Au Portugal, le logiciel générant les données de facturation doit obligatoirement être certifié par l'Administration fiscale Portugaise. Le périmètre de cette certification vient d'être étendu par le Décret-Loi susvisé. Initialement, la certification du logiciel était obligatoire pour toutes les sociétés (ayant un établissement stable au Portugal) ayant réalisé un Chiffre d'Affaires de 100 K€ minimum sur l'année précédente. Depuis le décret, le seuil a été abaissé à 75 K€ (applicable dès 2019) et passera à 50K€ à compter de 2020.

Le Décret-Loi du 15/02/2109 impose également, à compter du 1er janvier 2020, l'apposition sur les factures d'un code de facture unique (Universally Unique Identifier ou"UUID") devant répondre aux exigences posées par l'administration fiscale. Ce code prend la forme d'un QR code lorsque les factures sont imprimées (format papier).

Par ailleurs, les assujettis doivent communiquer à l'administration fiscale les séries de numéros de factures utilisés par chaque établissement avant d'émettre une facture. Les autorités fiscales attribuent en retour à chaque série un code à inclure dans le nouvel UUID obligatoire.

Enfin, le Décret-Loi du 15/02/2019 impose de nouvelles obligations de notification auprès des autorités fiscales. Il requiert la transmission d'informations supplémentaires dont notamment l'Identification et la localisation de l'établissement à partir duquel les factures sont émises, l'identification du matériel utilisé pour traiter les factures, le numéro de logiciel de facturation utilisé pour chaque équipement …

Quelle sera la tendance en France et dans les autres pays de l'Union Européenne au cours des prochaines années ?

Travail à réaliser:
a: Selon le passage sur la facturation au Portugal, à partir de quel chiffre d'affaires la certification du logiciel deviendra-t-elle obligatoire à compter de 2020 ?
b: Indiquez si chacune des affirmations suivantes est conforme au passage sur la facturation au Portugal : (i) le code de facture unique prend la forme d'un QR code lorsque les factures sont imprimées ; (ii) les autorités fiscales attribuent un code à chaque série de numéros de factures ; (iii) avant le décret, la certification était obligatoire dès 75 K€ de chiffre d'affaires.
c: Extrayez du passage sur la facturation au Portugal le texte compris entre « Au Portugal, le » et « imprimées (format papier). », ces deux bornes incluses.
Appuyez-vous uniquement sur le passage pour répondre.

Entrées enregistrées:
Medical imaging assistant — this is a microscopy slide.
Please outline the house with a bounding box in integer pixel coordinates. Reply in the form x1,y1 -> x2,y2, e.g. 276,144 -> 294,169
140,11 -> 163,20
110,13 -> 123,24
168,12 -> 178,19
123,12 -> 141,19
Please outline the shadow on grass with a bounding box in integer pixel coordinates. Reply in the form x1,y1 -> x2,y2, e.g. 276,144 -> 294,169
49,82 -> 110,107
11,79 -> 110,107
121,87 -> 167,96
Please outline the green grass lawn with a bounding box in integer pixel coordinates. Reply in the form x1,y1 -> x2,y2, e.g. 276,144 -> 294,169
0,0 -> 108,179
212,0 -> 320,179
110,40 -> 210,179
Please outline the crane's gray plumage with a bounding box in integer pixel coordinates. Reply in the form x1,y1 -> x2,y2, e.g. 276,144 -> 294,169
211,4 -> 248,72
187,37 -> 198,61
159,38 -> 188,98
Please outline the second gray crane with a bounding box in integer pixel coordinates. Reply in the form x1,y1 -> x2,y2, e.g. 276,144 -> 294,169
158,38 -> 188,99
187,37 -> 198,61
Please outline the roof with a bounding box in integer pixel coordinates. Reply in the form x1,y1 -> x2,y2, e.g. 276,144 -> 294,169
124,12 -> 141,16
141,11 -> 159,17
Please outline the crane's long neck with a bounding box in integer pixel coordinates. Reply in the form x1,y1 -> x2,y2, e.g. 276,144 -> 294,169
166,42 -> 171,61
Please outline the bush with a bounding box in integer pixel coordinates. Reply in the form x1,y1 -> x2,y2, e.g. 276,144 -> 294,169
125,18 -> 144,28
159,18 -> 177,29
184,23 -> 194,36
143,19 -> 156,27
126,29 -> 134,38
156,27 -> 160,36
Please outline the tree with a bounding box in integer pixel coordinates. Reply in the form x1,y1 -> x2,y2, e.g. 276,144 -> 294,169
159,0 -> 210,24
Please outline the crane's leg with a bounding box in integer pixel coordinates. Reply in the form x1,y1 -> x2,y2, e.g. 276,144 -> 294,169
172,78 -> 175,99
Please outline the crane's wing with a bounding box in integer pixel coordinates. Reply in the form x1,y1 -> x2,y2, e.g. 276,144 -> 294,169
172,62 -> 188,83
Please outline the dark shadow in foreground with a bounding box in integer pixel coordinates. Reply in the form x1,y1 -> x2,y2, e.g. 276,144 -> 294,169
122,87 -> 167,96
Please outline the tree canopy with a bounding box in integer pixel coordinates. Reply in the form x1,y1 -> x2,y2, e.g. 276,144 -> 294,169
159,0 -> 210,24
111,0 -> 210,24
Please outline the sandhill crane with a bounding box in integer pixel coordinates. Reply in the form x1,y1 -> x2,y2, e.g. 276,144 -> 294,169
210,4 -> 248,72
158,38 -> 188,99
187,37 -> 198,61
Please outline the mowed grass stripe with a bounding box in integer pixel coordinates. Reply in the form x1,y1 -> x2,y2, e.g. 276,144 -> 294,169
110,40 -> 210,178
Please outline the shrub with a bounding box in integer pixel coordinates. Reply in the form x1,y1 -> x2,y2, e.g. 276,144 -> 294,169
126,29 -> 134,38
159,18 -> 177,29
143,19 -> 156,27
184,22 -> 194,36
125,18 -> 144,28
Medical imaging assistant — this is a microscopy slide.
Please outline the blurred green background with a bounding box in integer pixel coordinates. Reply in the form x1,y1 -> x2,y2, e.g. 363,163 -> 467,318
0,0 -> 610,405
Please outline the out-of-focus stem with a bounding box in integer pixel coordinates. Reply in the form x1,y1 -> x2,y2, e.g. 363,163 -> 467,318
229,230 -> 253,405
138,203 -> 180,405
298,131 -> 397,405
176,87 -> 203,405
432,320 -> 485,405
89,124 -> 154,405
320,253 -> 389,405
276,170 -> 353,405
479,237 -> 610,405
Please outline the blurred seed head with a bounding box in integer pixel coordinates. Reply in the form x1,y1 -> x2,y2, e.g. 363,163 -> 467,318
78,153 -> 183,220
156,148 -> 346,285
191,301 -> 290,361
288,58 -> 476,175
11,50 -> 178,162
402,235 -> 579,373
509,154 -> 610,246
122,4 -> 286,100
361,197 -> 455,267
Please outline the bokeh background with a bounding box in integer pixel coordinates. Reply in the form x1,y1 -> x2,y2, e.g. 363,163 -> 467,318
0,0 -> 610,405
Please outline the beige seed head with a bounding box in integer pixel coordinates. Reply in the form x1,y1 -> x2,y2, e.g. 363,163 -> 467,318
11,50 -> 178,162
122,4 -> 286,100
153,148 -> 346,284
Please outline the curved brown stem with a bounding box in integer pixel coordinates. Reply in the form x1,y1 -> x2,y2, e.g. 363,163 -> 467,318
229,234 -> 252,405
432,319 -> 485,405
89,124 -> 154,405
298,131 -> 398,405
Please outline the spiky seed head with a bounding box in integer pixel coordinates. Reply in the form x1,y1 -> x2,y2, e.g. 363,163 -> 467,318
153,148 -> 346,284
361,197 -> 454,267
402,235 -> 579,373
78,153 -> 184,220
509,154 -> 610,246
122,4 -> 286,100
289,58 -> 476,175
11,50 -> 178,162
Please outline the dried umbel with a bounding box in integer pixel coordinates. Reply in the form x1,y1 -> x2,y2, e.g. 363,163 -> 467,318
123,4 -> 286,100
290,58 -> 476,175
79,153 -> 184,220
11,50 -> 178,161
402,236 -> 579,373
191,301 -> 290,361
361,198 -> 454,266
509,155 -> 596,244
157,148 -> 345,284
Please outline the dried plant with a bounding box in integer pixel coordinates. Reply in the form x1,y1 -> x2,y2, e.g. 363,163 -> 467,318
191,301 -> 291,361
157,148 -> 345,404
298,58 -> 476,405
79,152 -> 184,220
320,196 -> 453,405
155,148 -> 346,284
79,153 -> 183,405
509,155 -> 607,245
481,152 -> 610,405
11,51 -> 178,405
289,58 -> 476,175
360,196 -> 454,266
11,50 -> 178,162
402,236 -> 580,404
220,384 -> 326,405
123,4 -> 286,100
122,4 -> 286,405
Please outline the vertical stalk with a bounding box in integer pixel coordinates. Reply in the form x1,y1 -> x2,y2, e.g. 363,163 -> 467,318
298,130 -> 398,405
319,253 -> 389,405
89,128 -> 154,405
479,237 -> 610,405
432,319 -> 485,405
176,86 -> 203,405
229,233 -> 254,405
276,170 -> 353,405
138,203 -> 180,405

Réponses aux exercices:
a: À partir de 50 K€ de chiffre d'affaires.

b:
(i) Oui : « Ce code prend la forme d'un QR code lorsque les factures sont imprimées (format papier). »
(ii) Oui : « Les autorités fiscales attribuent en retour à chaque série un code à inclure dans le nouvel UUID obligatoire. »
(iii) Non : « Initialement, la certification du logiciel était obligatoire pour toutes les sociétés (ayant un établissement stable au Portugal) ayant réalisé un Chiffre d'Affaires de 100 K€ minimum sur l'année précédente. »

c:
Au Portugal, le logiciel générant les données de facturation doit obligatoirement être certifié par l'Administration fiscale Portugaise. Le périmètre de cette certification vient d'être étendu par le Décret-Loi susvisé. Initialement, la certification du logiciel était obligatoire pour toutes les sociétés (ayant un établissement stable au Portugal) ayant réalisé un Chiffre d'Affaires de 100 K€ minimum sur l'année précédente. Depuis le décret, le seuil a été abaissé à 75 K€ (applicable dès 2019) et passera à 50K€ à compter de 2020.

Le Décret-Loi du 15/02/2109 impose également, à compter du 1er janvier 2020, l'apposition sur les factures d'un code de facture unique (Universally Unique Identifier ou"UUID") devant répondre aux exigences posées par l'administration fiscale. Ce code prend la forme d'un QR code lorsque les factures sont imprimées (format papier).